### Zadanie 1:
Wypisz z wierszy poniżej każdy, w którym jest słowo „below”. Wielkość liter ma znaczenie.

### Źródło:
________________________
Momencik, trwa przetwarzanie danych   loading-animation

#28518

przez Konto usunięte ·
| Do ulubionych
Księża księża księża.
Historia ta nie ma na celu oczerniania całej grupy społecznej, jedynie ten beznadziejny przypadek dusigrosza i chama.
Jestem ministrantem w małym mazowieckim miasteczku N. W niej mieści się parę parafii. Nasz proboszcz (człowiek do rany przyłóż dla ministrantów, zarówno jak i dla parafian) niestety miał problemy z sercem, i został oddelegowany, aby wyzdrowieć. Jego miejsce zajął nowy. Jako jeden ze starszych, zobowiązałem się do "pomocy" mu w każdej sytuacji co do kościoła.
I tu zaczynają się schody.

5 rano, niedziela. Telefon. "Nowy"[K]
[K]-NO CZEMU CIĘ NIE MA?
Wtf? Macam się chwilę. Nogi? Są. Ręce? Są. Klatka piersiowa? Też. Niewątpliwie jestem a nawet żyję.
[J]-Słucham proszę księdza?
[K]-NO KTO MI KOŚCIÓŁ PRZYGOTUJE?
[J]-Od tego jest kościelny. Poza tym, ja mam na południe służbę, a nie na rano. A, i na rano jest na ósmą, a nie na szóstą...
[K]-Kościelnego zwolniłem. Bo on chciał ŻEBYM MU ZA PRACĘ PŁACIŁ, no kto to widział!
[J]-...
***
Przychodzi do nas [M]marianna (moher zajmujący się Dziećmi Maryi, nawet przyjazny).
________________________
### Zadanie 2:
Dlaczego według historii o nowym proboszczu ksiądz zwolnił kościelnego?
________________________
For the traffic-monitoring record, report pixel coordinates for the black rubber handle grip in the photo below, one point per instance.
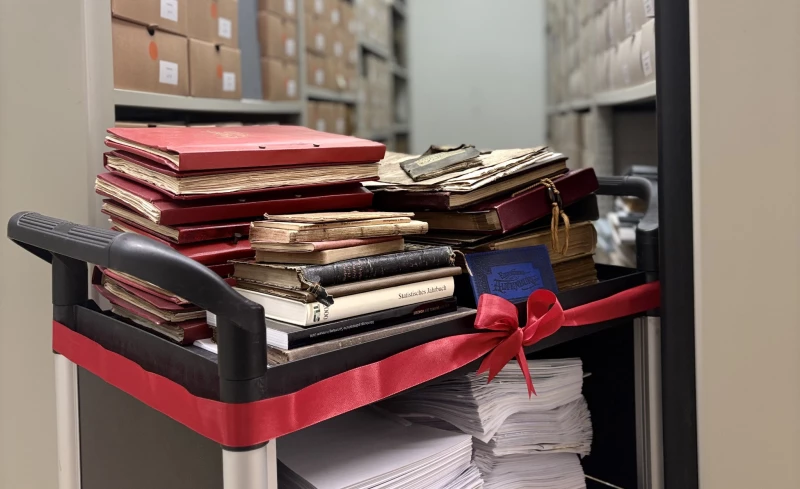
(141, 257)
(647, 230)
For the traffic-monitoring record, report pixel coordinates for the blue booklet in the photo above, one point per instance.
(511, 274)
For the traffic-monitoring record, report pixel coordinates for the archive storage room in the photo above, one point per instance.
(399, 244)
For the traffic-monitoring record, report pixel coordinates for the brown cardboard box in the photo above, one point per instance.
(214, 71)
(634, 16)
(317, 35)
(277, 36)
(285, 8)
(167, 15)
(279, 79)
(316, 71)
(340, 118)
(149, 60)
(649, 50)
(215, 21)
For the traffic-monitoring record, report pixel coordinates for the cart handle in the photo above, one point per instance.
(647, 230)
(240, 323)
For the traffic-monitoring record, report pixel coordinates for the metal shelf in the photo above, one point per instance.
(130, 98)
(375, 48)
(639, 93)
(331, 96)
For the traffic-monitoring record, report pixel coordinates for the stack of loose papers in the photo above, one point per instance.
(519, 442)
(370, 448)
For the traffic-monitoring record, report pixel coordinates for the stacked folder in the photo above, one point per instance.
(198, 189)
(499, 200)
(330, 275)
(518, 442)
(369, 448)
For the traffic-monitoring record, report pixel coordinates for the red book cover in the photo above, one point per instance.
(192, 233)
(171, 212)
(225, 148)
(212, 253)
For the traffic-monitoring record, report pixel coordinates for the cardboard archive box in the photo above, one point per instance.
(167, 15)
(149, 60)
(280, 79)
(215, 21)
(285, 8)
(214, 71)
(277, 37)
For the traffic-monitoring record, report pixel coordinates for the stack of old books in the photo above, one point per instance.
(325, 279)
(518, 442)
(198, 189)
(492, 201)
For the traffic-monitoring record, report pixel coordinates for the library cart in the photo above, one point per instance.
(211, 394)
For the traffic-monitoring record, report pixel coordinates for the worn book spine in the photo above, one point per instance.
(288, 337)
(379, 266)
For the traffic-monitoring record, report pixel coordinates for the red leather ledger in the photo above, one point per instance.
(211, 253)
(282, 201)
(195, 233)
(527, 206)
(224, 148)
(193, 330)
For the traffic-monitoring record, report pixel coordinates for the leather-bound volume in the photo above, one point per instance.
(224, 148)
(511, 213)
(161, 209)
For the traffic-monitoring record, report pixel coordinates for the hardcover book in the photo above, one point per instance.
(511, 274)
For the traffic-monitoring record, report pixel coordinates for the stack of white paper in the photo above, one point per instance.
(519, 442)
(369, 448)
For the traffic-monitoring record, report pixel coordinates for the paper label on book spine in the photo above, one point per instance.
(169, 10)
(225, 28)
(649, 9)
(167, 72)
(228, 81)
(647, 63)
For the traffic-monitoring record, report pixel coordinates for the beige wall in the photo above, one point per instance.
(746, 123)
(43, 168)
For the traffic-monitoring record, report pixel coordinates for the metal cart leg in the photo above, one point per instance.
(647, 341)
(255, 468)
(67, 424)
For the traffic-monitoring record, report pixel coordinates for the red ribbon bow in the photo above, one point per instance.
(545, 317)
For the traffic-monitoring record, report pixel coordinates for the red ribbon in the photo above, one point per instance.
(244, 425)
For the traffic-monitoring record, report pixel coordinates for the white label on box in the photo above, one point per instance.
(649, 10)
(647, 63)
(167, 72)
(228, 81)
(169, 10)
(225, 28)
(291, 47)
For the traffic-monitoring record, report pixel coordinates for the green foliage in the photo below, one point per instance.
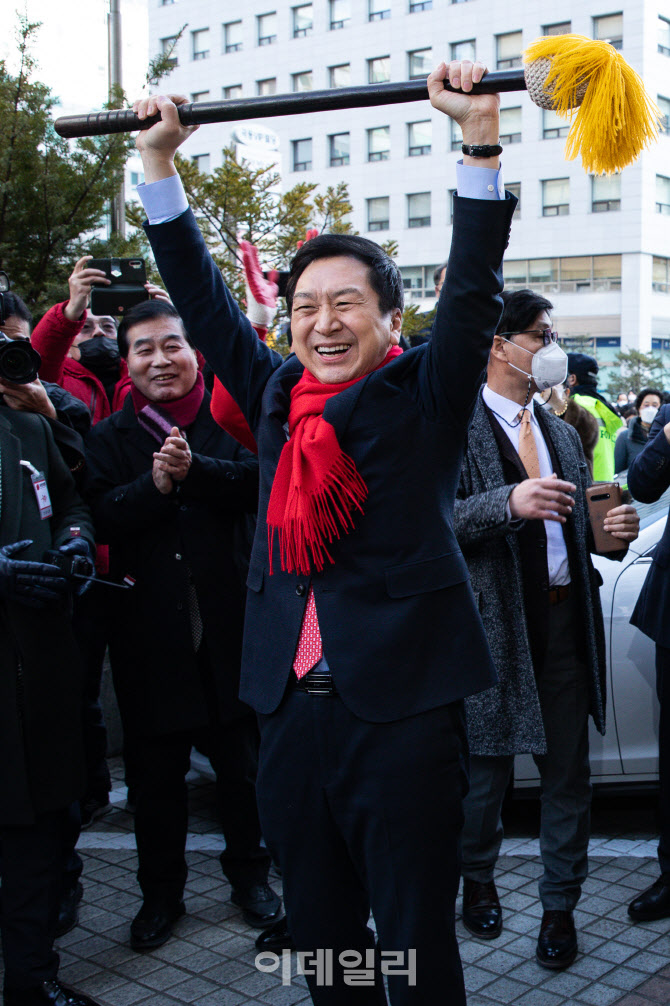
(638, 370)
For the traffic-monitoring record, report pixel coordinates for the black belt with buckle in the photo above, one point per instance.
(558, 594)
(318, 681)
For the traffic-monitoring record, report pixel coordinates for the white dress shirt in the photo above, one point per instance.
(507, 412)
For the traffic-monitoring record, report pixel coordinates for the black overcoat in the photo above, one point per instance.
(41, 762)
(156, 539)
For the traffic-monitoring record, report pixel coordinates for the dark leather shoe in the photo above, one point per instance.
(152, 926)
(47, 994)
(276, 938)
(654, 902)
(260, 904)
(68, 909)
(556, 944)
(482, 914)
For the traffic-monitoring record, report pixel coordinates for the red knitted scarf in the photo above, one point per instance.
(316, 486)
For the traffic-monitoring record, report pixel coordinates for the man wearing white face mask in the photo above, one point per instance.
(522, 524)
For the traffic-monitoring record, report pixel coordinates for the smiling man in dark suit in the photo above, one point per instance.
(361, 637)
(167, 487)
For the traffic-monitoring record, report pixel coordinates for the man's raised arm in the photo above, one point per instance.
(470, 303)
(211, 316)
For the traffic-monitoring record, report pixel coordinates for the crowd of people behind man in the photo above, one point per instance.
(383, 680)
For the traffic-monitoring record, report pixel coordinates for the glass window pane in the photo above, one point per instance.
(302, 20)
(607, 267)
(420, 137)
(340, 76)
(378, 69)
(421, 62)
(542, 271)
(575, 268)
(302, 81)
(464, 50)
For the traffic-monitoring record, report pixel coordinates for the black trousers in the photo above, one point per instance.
________________________
### Pełna odpowiedź 1:
For the traffic-monitoring record, report pixel coordinates for the black rubber handle grip in the photo below, one point per instance.
For the traffic-monitoring record, report pixel coordinates for the green foliage in the photo below, one point per instance.

### Pełna odpowiedź 2:
Bo kościelny chciał, żeby ksiądz płacił mu za pracę.